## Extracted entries
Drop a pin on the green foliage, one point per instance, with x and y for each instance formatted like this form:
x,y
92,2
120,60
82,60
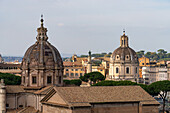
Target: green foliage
x,y
76,82
84,56
114,83
120,83
93,76
10,79
161,88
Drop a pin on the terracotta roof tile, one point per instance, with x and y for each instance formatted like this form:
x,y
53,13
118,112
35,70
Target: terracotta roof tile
x,y
103,94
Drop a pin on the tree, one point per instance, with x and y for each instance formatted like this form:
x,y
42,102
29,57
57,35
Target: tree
x,y
93,76
10,79
161,88
115,83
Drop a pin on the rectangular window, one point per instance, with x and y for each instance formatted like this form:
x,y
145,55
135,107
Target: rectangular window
x,y
117,70
34,81
49,79
76,74
23,79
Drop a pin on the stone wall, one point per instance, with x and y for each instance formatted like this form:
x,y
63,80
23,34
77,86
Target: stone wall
x,y
115,108
149,109
53,109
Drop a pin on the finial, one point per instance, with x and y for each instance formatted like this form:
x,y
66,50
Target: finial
x,y
123,31
89,53
42,20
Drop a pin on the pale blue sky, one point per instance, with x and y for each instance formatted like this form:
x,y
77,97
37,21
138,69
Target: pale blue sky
x,y
77,26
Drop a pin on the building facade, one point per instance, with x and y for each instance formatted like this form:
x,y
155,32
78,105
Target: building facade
x,y
42,64
124,62
154,73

## Your objective
Pull out the lines of the entries from the one containing "Drop a pin on the building" through the final line of the entries, both included, and reproduce them verbatim.

## Result of the exercise
Drop a pin on the building facade, one point per instance, with x and y for each instance formatted like this form:
x,y
155,32
78,105
Target: building facade
x,y
42,64
124,62
154,73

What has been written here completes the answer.